→ Problem details: When you reach the line containing "Target: camouflage trousers" in the entries below, repeat it and each line after it exactly until the entries end.
___ Input for this task
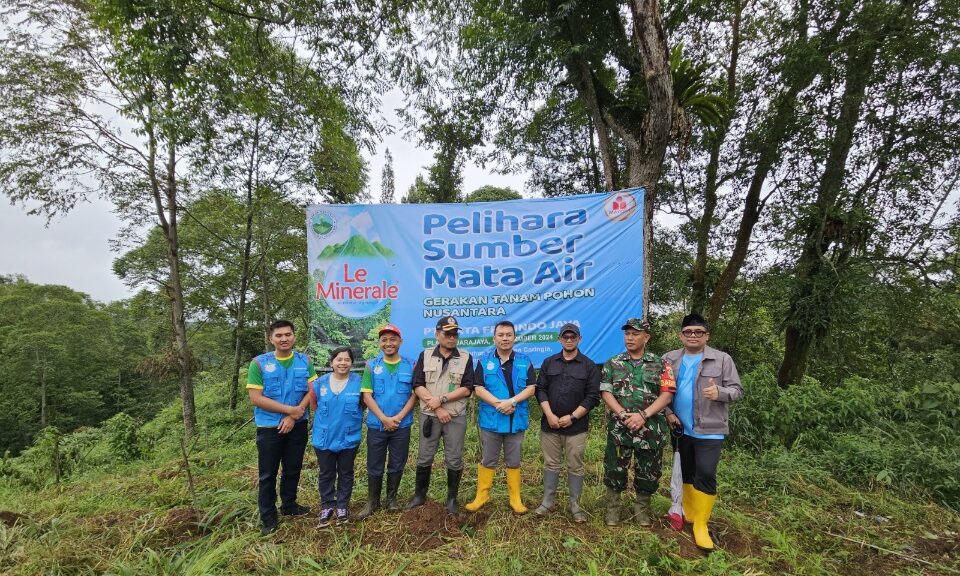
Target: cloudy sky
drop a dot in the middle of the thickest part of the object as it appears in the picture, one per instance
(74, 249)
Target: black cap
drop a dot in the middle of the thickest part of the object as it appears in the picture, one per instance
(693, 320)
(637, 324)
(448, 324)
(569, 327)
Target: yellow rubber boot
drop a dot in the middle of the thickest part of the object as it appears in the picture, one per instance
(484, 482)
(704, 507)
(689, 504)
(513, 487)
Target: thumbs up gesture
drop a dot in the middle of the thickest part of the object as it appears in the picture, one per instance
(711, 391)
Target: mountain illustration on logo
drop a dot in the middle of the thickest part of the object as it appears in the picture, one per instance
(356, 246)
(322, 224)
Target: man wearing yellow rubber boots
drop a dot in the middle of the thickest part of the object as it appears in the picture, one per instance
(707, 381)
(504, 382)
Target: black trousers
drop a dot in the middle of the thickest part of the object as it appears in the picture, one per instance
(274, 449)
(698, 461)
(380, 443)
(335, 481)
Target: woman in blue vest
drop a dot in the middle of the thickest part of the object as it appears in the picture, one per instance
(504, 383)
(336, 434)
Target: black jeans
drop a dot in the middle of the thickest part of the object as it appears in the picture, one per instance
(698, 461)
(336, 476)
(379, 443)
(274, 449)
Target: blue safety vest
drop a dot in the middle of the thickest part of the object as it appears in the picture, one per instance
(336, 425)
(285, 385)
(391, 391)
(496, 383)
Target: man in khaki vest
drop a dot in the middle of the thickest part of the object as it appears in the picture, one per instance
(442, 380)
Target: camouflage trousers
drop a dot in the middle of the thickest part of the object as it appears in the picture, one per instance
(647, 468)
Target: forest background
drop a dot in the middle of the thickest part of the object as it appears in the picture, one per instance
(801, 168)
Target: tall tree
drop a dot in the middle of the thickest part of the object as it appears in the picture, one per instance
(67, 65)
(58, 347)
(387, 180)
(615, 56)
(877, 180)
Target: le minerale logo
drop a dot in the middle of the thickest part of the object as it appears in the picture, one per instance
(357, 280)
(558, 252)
______
→ Reply to the exercise:
Target: camouflage trousers
drop a dot in the middle of the thickest part of the object as it appears in the picture, one per instance
(647, 468)
Target: forest background
drop a dot in the middle of the thickest part of the object as it appears in the picture, one per instance
(801, 168)
Target: tall tree
drop a dot in the middle of the thickest part of the object as it appears in the picture, one per instance
(67, 65)
(58, 347)
(387, 180)
(615, 56)
(877, 180)
Target: le minerale logo
drop a dot in the middle of the thickest part of the object as it appears in the picture, one per instance
(357, 280)
(558, 252)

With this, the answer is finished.